**Page excerpt:**
○ ○ ○ ○

First up, Versions of the Self (poetry) by Christy Birmingham.

Linky links:

Amazon

Goodreads

Christy Birmingham’s When Women Inspire blog: https://whenwomeninspire.com/

Twitter: https://twitter.com/christybis

Review:

I’ve followed Christy Birmingham’s blog for years, and, likewise, she’s been a strong supporter of mine. I think she was one of, if not the first, who purchased my book of poetry when I self-published (Oh, Createspace, how I miss thee!). But this is the space for honest reviews, and, being an honest, ethical, straight-arrow type, with a healthy dose of blunt forthrightness, here goes my honest review. (Please, stick with me to the end of the review.)
I wasn’t sure how I felt about this book, the first time I read through it. I felt somewhat removed from the poems within, and I couldn’t understand why. As a woman, going through what seems a similar journey of self-transformation, why was I feeling unsettled? Why didn’t it grab me straight from the beginning?
It wasn’t until I sat down to write this review that I realised what was giving me this sense of disquiet. I spend a lot of time in other realms. The theme of my own poetry book is all about journeys to other worlds. Alternate dimensions, astral travel, tandem dreaming, visits to fairyland–however you want to classify it, it has very little to do with the “real” world. And my short stories reflect more of the same–fantastical, surreal, spooky, and a little escapist (or so I hope!). I spend so much time up here in my head, or a million miles from it, that I’m not very present. I constantly receive gentle instructions to become more grounded, to visualise coming down into my feet. But it’s not a place where I’m most comfortable. I want the deep vastness of space; of the ocean. Of anywhere but here on Earth.
Christy’s poems reflect exactly that sort of grounded earthiness I’m constantly trying to avoid. Being present, being in the moment. Being real, no matter how much it hurts. Or how confusing it is. From my way-out-there, interdimensional traveller perspective, I see her as a very present poet. And I’m also not used to reading that in poetry.

○ ○ ○ ○

**Dataset excerpt:**
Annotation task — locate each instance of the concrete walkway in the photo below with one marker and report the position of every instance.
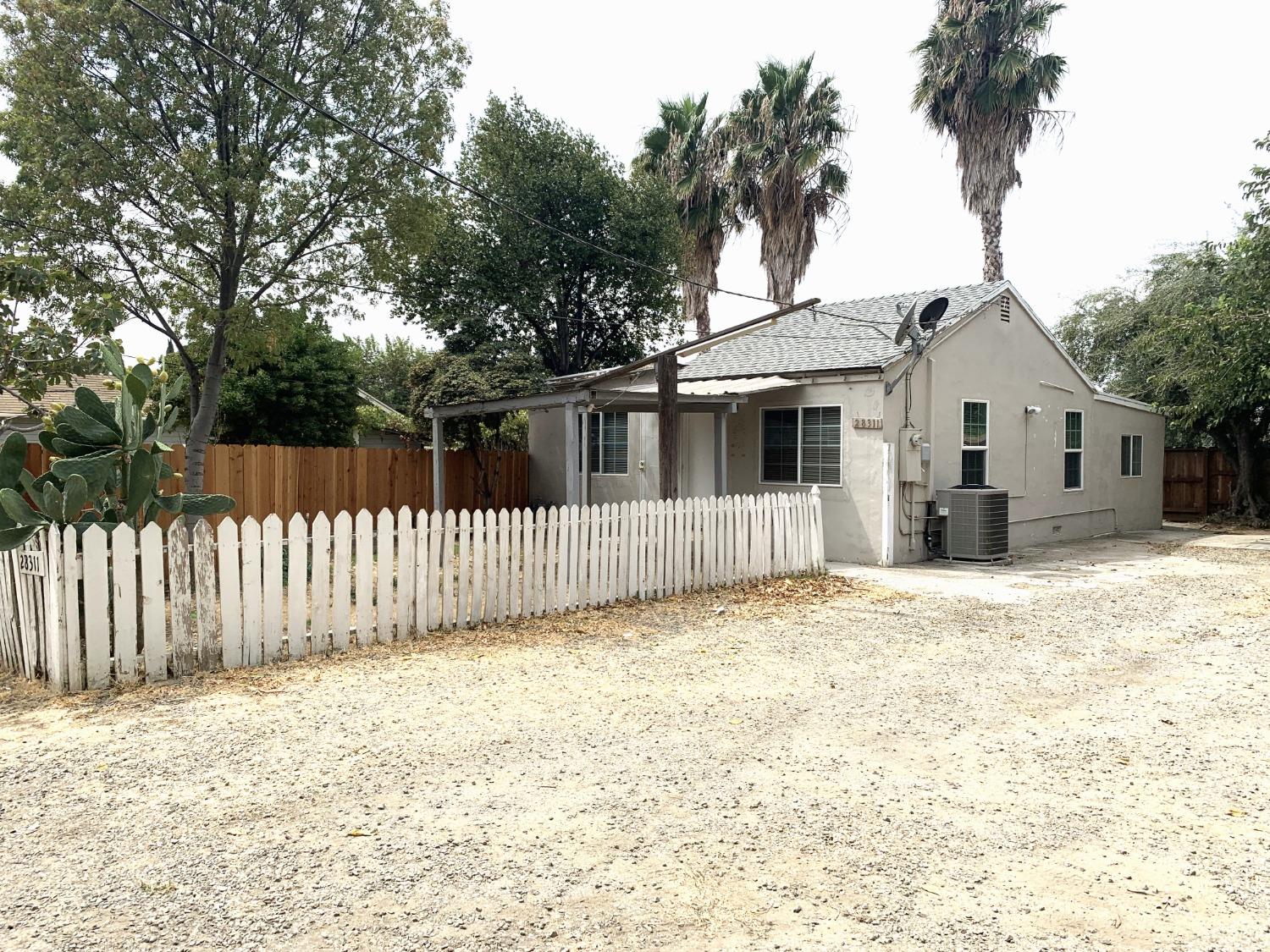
(1082, 564)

○ ○ ○ ○

**Prompt 1:** In the poetry book review, rewrite the paragraph that begins "It wasn't until I sat down to write this review" more briefly, keeping its main facts.
**Prompt 2:** Write the next part of the poetry book review, picking up after its last sentence.
The lines have no connection to the poetry book review.

**Task output 1:** Only when I sat down to write this review did I see the source of my disquiet. I spend much of my time in other realms. My own poetry book is about journeys to other worlds, such as alternate dimensions, astral travel, tandem dreaming and fairyland. My short stories are likewise fantastical, surreal, spooky and a little escapist. I live so much in my head, or far beyond it, that I'm not very present. I keep getting gentle instructions to ground myself, but I'm not comfortable there. I long for the vastness of space or the ocean, anywhere but here on Earth.

**Task output 2:**
And it’s a necessary, and lovely, stability in the rareness of the feeling her poetry inspires. With each poem brings another block to lay on the foundation under my feet. As a woman, as a denizen of this planet no matter how much I dream myself otherwise, she connects me back to the Earth under my feet; to my own “Version of Self” that connects with lines of her poems.
“Gliding under Water” reminds me of the simplicity of being a young girl in a pool; a time where my sensory experiences were more immediate. Though her work is titled “Versions of the Self,” I see it more as a stripping away of those versions to achieve a strong core, bringing us along with her as she goes back to basics. To having strong roots. And water, ironically, also helps root the reader in a very real, relatable experience of loss and change, in her poem “Within a Few Feet”. We have no choice to be present right along with the poet, because her pain is ours. It’s a pain that, sadly, lies in most women, and maybe the human race in general.
Lastly, she reminds me that it’s okay to be down here, in the muck and mire that is Earth, to “start at the bottom” (from “Bottom of the Waterway”). Because it’s only from there that we will learn to fly.